**Prompt:** In the records below, the line containing "In the photo above, where can the wire" is the first to keep. Retype it and all later lines exactly, through the end.

»»

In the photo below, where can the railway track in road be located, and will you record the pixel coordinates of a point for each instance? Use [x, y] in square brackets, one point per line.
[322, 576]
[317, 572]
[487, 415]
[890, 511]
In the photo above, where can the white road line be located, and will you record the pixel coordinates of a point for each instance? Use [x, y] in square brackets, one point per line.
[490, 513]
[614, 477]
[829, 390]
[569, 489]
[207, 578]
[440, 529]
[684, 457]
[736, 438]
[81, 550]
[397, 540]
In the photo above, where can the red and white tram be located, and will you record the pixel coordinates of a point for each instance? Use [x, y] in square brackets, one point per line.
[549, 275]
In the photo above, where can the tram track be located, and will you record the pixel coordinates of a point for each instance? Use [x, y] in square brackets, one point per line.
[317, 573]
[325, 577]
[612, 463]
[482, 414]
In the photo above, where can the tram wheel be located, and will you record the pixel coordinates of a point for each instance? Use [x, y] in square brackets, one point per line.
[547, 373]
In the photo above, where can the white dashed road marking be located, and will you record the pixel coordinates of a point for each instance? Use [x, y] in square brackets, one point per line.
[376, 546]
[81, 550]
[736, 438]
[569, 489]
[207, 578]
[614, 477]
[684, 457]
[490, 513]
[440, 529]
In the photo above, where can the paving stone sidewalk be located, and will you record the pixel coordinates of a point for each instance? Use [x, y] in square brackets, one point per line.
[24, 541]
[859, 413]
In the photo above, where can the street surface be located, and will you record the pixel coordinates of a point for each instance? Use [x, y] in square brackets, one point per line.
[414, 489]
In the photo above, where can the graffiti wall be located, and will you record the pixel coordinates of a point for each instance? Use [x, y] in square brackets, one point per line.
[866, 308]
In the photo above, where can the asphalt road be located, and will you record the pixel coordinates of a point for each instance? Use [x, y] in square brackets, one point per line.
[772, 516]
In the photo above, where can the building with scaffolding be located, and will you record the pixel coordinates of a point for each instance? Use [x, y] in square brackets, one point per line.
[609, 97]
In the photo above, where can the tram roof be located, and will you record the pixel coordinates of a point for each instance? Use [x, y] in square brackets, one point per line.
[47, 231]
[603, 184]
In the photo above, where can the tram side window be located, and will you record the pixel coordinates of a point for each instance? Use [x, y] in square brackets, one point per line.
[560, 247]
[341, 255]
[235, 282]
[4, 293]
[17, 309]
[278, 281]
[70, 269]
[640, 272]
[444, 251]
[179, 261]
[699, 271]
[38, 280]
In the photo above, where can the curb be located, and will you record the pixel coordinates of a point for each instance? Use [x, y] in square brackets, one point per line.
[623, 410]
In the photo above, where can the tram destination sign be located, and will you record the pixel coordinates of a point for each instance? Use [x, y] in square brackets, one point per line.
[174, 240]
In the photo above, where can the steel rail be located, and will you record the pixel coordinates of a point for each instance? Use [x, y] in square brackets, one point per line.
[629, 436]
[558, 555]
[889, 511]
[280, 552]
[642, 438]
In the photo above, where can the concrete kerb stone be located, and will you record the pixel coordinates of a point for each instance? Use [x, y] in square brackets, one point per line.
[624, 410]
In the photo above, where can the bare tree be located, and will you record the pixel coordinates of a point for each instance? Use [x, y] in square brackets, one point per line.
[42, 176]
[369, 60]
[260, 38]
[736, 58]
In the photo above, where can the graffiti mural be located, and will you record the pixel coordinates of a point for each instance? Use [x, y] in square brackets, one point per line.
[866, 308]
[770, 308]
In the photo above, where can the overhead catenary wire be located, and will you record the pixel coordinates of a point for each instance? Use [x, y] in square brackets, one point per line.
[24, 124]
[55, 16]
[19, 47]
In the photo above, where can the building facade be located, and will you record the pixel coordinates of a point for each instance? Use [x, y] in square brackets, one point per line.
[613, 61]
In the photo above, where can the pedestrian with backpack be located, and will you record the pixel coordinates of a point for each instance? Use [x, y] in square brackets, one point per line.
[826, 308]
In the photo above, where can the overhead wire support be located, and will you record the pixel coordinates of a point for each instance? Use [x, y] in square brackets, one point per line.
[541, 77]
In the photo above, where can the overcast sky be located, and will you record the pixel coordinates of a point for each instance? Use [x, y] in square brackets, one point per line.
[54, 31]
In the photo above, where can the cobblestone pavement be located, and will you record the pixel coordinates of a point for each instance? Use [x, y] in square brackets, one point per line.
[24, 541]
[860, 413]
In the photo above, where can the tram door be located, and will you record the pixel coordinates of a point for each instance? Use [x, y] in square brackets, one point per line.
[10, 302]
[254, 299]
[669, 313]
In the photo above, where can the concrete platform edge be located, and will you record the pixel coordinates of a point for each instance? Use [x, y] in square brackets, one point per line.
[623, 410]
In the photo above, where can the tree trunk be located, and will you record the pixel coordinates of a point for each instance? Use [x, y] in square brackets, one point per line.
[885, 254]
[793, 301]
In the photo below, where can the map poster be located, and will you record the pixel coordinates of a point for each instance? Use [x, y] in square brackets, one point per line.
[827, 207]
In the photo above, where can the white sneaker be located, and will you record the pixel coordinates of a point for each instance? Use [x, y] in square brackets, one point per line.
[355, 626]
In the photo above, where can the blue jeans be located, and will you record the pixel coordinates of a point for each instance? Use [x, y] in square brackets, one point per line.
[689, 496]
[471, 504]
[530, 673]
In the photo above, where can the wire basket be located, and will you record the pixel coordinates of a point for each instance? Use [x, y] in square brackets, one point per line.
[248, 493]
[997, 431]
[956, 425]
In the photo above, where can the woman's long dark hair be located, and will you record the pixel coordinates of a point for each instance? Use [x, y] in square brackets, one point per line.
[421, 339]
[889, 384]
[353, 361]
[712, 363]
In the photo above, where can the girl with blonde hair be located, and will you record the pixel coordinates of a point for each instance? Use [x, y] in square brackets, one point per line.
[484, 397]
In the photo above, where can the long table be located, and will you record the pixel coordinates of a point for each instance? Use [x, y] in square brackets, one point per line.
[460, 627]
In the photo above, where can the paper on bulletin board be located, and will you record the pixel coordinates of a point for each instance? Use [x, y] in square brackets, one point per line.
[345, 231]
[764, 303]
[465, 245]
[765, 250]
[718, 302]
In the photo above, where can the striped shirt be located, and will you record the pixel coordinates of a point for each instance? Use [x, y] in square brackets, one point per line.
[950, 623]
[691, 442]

««

**Solution to the problem:**
In the photo above, where can the wire basket be located, and will you record the pixel coordinates of a point for each instance? Use [x, y] in square brackets, one point per line.
[248, 493]
[997, 431]
[956, 425]
In the photo above, where can the woman's long dark hair be located, and will you record the pixel coordinates of a point for each instance? Use [x, y] in square brackets, one point per line.
[421, 339]
[889, 384]
[353, 361]
[712, 363]
In the photo above, where can the girl with blonde hair be located, and will you record the pixel coordinates of a point for each instance? Use [x, y] in square brackets, one point per line.
[484, 397]
In the photo above, where can the long table be located, and will you record the pixel coordinates of a point for each instance? Use [x, y] in square brackets, one point per line.
[460, 627]
In the photo above, where can the paper on bulletin board be located, and will you record the pixel coordinates of a point for each instance? Use [x, y] in square brackets, one point per line.
[345, 231]
[764, 303]
[465, 245]
[765, 250]
[718, 302]
In the photo above, where can the striped shirt be located, and will you record the pixel coordinates of a point for each instance? Use [x, y] in square brackets, one point per line.
[950, 623]
[691, 442]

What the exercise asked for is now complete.